Report every line of the records that contains the word "beige", matching case exactly.

#### [Task data]
******
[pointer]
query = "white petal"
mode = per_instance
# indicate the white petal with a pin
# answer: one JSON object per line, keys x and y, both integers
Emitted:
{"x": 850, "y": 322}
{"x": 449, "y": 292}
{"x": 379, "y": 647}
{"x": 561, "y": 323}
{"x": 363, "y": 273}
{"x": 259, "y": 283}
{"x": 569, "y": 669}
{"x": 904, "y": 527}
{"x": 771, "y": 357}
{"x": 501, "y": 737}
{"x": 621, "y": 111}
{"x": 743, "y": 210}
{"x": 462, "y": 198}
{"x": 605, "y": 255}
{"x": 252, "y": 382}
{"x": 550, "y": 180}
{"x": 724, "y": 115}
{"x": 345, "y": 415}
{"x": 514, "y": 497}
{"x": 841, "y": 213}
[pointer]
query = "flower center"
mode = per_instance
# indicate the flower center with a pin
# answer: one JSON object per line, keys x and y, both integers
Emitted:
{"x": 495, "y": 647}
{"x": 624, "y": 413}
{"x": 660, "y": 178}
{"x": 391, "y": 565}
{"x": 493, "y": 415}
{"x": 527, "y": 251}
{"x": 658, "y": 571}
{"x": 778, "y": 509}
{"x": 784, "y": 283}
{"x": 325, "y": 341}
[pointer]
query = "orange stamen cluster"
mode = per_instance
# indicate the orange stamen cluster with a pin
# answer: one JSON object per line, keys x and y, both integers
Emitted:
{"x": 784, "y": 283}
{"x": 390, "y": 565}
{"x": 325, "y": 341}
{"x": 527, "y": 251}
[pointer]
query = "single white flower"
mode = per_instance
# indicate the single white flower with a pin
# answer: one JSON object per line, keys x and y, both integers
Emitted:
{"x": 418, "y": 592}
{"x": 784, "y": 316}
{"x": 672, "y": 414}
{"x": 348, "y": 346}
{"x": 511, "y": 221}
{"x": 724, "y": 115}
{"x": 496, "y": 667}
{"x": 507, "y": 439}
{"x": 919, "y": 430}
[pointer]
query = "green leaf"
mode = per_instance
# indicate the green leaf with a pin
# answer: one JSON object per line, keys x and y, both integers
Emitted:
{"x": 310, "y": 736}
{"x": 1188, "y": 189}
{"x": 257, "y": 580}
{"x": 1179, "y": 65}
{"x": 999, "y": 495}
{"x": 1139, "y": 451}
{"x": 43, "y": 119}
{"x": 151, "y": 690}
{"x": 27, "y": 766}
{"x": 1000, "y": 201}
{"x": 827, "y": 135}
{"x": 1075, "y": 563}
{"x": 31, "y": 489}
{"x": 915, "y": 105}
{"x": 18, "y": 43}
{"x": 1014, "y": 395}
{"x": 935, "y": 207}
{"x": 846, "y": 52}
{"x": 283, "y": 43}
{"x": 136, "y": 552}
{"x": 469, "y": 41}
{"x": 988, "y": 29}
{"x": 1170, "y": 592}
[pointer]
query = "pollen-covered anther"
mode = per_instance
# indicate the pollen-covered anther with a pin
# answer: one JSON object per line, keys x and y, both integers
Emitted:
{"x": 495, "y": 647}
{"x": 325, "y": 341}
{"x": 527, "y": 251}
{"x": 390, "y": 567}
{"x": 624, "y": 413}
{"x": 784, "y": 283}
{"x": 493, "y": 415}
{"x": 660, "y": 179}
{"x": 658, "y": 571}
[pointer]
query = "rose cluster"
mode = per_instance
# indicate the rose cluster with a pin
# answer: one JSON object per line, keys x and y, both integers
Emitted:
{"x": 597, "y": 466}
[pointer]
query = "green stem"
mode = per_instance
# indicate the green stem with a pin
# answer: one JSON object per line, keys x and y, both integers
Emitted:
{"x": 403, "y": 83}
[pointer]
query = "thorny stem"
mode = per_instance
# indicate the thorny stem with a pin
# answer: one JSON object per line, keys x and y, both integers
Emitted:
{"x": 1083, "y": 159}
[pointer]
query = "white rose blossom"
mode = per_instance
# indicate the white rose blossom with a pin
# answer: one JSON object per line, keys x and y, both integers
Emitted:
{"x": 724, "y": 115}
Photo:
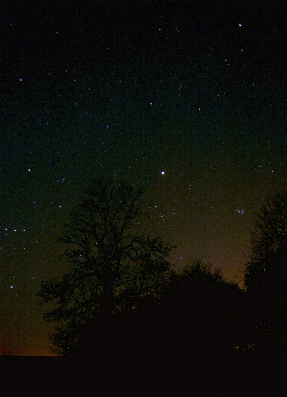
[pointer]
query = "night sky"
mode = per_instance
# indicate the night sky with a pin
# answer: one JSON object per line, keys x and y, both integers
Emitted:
{"x": 185, "y": 98}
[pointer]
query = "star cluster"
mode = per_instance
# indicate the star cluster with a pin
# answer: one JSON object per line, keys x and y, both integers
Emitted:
{"x": 185, "y": 98}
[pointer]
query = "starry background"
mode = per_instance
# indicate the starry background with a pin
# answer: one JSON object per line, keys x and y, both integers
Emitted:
{"x": 185, "y": 98}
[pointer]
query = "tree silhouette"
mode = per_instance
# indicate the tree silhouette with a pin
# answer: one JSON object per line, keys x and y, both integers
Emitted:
{"x": 266, "y": 274}
{"x": 268, "y": 236}
{"x": 115, "y": 270}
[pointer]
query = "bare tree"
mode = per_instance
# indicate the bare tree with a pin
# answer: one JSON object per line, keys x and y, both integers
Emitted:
{"x": 114, "y": 268}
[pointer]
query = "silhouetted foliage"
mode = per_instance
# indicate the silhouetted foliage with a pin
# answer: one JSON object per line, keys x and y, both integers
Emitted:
{"x": 199, "y": 313}
{"x": 114, "y": 270}
{"x": 266, "y": 275}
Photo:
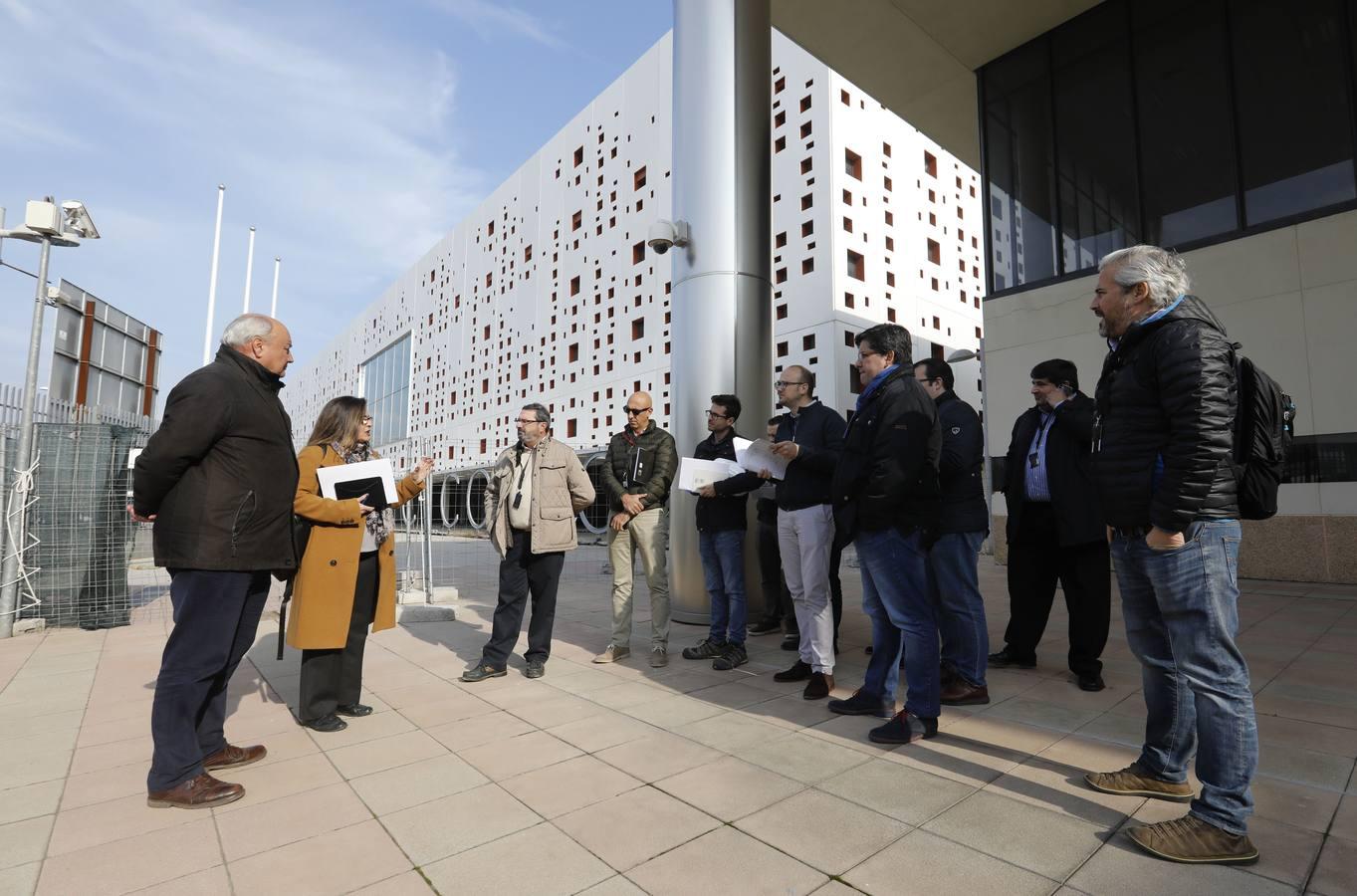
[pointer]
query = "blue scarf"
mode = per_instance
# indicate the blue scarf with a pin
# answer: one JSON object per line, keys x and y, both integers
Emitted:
{"x": 871, "y": 387}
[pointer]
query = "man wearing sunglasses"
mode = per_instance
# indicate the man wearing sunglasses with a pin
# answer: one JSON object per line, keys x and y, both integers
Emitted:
{"x": 532, "y": 499}
{"x": 1056, "y": 527}
{"x": 636, "y": 475}
{"x": 810, "y": 436}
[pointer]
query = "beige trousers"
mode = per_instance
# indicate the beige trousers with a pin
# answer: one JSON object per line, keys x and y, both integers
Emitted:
{"x": 645, "y": 535}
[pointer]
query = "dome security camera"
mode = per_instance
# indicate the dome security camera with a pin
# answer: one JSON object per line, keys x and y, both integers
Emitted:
{"x": 665, "y": 234}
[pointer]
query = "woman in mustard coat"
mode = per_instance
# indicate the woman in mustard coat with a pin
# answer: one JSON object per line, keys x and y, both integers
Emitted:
{"x": 347, "y": 574}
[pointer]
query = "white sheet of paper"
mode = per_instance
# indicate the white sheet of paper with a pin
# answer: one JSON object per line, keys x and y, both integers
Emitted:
{"x": 758, "y": 456}
{"x": 363, "y": 470}
{"x": 695, "y": 474}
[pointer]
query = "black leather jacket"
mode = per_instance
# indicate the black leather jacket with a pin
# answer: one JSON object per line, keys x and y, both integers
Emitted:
{"x": 1166, "y": 411}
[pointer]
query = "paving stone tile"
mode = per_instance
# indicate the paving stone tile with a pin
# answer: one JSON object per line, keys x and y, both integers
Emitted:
{"x": 726, "y": 861}
{"x": 897, "y": 790}
{"x": 1042, "y": 842}
{"x": 729, "y": 787}
{"x": 268, "y": 825}
{"x": 324, "y": 863}
{"x": 404, "y": 786}
{"x": 508, "y": 758}
{"x": 657, "y": 757}
{"x": 120, "y": 866}
{"x": 942, "y": 868}
{"x": 635, "y": 825}
{"x": 568, "y": 784}
{"x": 558, "y": 865}
{"x": 443, "y": 827}
{"x": 822, "y": 829}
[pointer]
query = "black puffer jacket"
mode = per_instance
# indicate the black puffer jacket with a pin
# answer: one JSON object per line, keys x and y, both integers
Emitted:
{"x": 1166, "y": 411}
{"x": 888, "y": 471}
{"x": 960, "y": 466}
{"x": 818, "y": 432}
{"x": 220, "y": 473}
{"x": 658, "y": 463}
{"x": 726, "y": 511}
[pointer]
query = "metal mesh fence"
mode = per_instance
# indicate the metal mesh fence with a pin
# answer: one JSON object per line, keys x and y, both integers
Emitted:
{"x": 81, "y": 531}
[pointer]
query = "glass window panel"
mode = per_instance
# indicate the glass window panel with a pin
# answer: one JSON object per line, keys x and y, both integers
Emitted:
{"x": 1099, "y": 208}
{"x": 1019, "y": 157}
{"x": 1294, "y": 107}
{"x": 1185, "y": 122}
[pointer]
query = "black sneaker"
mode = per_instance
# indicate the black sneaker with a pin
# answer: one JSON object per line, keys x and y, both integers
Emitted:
{"x": 798, "y": 672}
{"x": 818, "y": 686}
{"x": 705, "y": 649}
{"x": 482, "y": 672}
{"x": 328, "y": 724}
{"x": 733, "y": 656}
{"x": 1009, "y": 657}
{"x": 898, "y": 731}
{"x": 863, "y": 704}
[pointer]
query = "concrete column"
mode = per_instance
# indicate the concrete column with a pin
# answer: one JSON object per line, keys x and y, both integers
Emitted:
{"x": 722, "y": 286}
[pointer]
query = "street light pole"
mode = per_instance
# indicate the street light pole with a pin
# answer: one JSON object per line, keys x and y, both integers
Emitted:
{"x": 10, "y": 571}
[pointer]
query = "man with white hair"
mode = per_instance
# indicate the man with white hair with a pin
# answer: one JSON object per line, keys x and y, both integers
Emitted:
{"x": 1165, "y": 474}
{"x": 217, "y": 478}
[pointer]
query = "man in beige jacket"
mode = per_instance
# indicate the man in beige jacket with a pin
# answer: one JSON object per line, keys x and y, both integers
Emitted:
{"x": 532, "y": 499}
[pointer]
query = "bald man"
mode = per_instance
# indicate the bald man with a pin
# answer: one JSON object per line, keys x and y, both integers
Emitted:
{"x": 217, "y": 480}
{"x": 636, "y": 477}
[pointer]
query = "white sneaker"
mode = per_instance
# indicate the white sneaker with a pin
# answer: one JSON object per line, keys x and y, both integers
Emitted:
{"x": 613, "y": 653}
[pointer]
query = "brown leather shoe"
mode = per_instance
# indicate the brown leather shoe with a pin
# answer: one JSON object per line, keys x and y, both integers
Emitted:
{"x": 1191, "y": 839}
{"x": 1135, "y": 781}
{"x": 232, "y": 757}
{"x": 202, "y": 791}
{"x": 963, "y": 693}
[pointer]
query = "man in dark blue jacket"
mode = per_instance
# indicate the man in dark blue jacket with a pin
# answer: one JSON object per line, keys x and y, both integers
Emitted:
{"x": 1166, "y": 482}
{"x": 1054, "y": 527}
{"x": 810, "y": 437}
{"x": 886, "y": 501}
{"x": 963, "y": 525}
{"x": 721, "y": 542}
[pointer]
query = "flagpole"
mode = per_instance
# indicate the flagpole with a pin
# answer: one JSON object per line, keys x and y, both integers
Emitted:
{"x": 249, "y": 272}
{"x": 212, "y": 288}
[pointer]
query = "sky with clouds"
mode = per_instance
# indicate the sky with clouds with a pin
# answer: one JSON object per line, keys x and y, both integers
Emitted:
{"x": 350, "y": 134}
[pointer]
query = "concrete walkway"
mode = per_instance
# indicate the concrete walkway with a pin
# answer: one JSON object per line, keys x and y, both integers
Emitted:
{"x": 624, "y": 780}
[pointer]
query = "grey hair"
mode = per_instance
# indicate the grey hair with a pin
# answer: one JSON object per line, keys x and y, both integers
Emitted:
{"x": 1162, "y": 271}
{"x": 541, "y": 413}
{"x": 246, "y": 328}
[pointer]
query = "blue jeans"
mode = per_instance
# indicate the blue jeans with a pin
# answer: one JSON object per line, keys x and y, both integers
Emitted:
{"x": 954, "y": 585}
{"x": 894, "y": 596}
{"x": 724, "y": 567}
{"x": 1181, "y": 611}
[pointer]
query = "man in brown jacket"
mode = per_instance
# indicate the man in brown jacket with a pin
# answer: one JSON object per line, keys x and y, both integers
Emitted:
{"x": 534, "y": 496}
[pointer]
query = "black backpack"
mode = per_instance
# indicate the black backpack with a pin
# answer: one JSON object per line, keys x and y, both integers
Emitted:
{"x": 1263, "y": 428}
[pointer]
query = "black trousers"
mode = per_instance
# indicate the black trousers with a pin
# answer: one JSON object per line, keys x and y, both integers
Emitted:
{"x": 1035, "y": 563}
{"x": 777, "y": 597}
{"x": 333, "y": 676}
{"x": 215, "y": 619}
{"x": 523, "y": 573}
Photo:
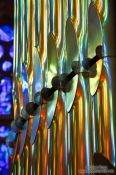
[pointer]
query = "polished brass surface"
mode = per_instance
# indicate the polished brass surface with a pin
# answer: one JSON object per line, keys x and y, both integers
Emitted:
{"x": 95, "y": 39}
{"x": 37, "y": 86}
{"x": 49, "y": 36}
{"x": 72, "y": 55}
{"x": 52, "y": 71}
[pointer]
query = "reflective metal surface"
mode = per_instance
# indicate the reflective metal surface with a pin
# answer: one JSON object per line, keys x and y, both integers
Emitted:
{"x": 82, "y": 122}
{"x": 52, "y": 71}
{"x": 72, "y": 55}
{"x": 37, "y": 86}
{"x": 95, "y": 38}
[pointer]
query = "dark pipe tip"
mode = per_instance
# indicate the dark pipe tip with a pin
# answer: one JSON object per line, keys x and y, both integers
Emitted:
{"x": 20, "y": 122}
{"x": 31, "y": 108}
{"x": 101, "y": 161}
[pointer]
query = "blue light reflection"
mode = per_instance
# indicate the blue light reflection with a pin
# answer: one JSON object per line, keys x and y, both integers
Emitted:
{"x": 6, "y": 33}
{"x": 5, "y": 96}
{"x": 4, "y": 130}
{"x": 6, "y": 66}
{"x": 1, "y": 51}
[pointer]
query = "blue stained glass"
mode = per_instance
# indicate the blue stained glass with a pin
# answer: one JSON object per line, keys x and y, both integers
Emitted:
{"x": 4, "y": 158}
{"x": 1, "y": 51}
{"x": 6, "y": 33}
{"x": 11, "y": 51}
{"x": 5, "y": 96}
{"x": 6, "y": 66}
{"x": 4, "y": 130}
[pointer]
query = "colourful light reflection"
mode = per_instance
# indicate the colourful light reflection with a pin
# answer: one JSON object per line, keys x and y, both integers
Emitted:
{"x": 6, "y": 66}
{"x": 6, "y": 33}
{"x": 11, "y": 51}
{"x": 5, "y": 96}
{"x": 4, "y": 159}
{"x": 4, "y": 130}
{"x": 1, "y": 51}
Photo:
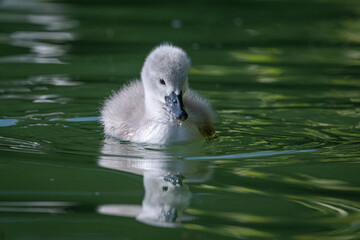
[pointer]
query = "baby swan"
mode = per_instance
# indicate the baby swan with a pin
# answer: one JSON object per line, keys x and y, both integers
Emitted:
{"x": 161, "y": 108}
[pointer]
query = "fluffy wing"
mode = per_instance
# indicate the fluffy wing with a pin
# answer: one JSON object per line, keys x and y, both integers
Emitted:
{"x": 122, "y": 110}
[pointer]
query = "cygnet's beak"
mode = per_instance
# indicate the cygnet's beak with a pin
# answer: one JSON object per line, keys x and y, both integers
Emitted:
{"x": 176, "y": 106}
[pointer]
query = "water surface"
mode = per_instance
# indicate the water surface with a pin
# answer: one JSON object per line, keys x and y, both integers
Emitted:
{"x": 282, "y": 76}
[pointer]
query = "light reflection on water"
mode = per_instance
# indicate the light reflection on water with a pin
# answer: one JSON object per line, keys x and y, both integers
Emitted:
{"x": 284, "y": 164}
{"x": 45, "y": 47}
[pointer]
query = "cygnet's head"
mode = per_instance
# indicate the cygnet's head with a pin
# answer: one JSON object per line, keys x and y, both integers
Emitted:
{"x": 164, "y": 76}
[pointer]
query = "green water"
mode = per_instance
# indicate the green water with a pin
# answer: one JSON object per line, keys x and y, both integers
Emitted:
{"x": 283, "y": 77}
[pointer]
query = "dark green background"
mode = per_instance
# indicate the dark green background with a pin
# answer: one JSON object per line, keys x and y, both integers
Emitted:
{"x": 283, "y": 77}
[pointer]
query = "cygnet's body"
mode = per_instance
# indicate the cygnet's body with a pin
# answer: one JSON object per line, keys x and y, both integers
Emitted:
{"x": 160, "y": 108}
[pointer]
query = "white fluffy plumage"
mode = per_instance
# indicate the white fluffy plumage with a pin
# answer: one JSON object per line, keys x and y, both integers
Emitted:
{"x": 138, "y": 112}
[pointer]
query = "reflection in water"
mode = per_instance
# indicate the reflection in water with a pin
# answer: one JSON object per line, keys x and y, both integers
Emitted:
{"x": 45, "y": 46}
{"x": 165, "y": 176}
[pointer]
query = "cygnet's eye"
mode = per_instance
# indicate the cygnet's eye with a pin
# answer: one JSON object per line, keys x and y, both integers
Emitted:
{"x": 162, "y": 82}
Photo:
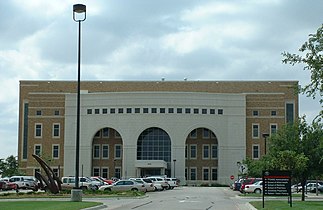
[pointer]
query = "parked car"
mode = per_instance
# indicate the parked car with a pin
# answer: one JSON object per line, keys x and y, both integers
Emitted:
{"x": 106, "y": 181}
{"x": 159, "y": 181}
{"x": 25, "y": 182}
{"x": 6, "y": 185}
{"x": 248, "y": 181}
{"x": 253, "y": 188}
{"x": 124, "y": 185}
{"x": 172, "y": 182}
{"x": 85, "y": 183}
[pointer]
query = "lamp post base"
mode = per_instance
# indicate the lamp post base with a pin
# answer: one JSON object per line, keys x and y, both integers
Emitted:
{"x": 76, "y": 195}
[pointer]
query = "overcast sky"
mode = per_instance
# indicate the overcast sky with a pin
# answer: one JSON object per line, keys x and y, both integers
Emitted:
{"x": 150, "y": 40}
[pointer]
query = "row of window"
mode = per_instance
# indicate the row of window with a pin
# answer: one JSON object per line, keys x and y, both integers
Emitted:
{"x": 207, "y": 173}
{"x": 55, "y": 130}
{"x": 104, "y": 172}
{"x": 155, "y": 110}
{"x": 209, "y": 151}
{"x": 256, "y": 129}
{"x": 55, "y": 150}
{"x": 103, "y": 152}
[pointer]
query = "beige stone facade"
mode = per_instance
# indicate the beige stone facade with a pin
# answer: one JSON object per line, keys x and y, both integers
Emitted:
{"x": 209, "y": 125}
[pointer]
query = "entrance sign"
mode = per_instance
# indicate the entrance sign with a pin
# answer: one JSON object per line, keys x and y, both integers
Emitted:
{"x": 276, "y": 183}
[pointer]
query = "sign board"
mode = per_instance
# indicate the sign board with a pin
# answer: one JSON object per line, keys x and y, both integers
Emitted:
{"x": 276, "y": 183}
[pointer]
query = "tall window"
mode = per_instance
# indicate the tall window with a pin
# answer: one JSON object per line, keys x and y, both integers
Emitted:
{"x": 37, "y": 149}
{"x": 55, "y": 154}
{"x": 105, "y": 151}
{"x": 96, "y": 151}
{"x": 206, "y": 151}
{"x": 255, "y": 130}
{"x": 193, "y": 148}
{"x": 56, "y": 128}
{"x": 289, "y": 112}
{"x": 193, "y": 173}
{"x": 214, "y": 151}
{"x": 38, "y": 130}
{"x": 255, "y": 151}
{"x": 205, "y": 173}
{"x": 117, "y": 151}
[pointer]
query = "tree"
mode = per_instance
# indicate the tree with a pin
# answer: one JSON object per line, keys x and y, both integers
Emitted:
{"x": 313, "y": 60}
{"x": 9, "y": 167}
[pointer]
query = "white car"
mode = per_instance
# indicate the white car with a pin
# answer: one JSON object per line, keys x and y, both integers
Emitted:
{"x": 254, "y": 188}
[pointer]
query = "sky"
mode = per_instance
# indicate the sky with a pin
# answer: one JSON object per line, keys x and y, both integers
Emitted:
{"x": 149, "y": 40}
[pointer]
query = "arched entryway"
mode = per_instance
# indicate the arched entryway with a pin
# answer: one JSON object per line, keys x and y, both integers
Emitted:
{"x": 107, "y": 153}
{"x": 201, "y": 157}
{"x": 153, "y": 153}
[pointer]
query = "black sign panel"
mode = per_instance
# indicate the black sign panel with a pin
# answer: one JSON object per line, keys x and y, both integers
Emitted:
******
#### [The response]
query = "beige trousers"
# indicate the beige trousers with a pin
query = "man in beige jacket"
# indicate the man in beige jacket with a pin
query = "beige stone facade"
# indicate the beige stone facade with a pin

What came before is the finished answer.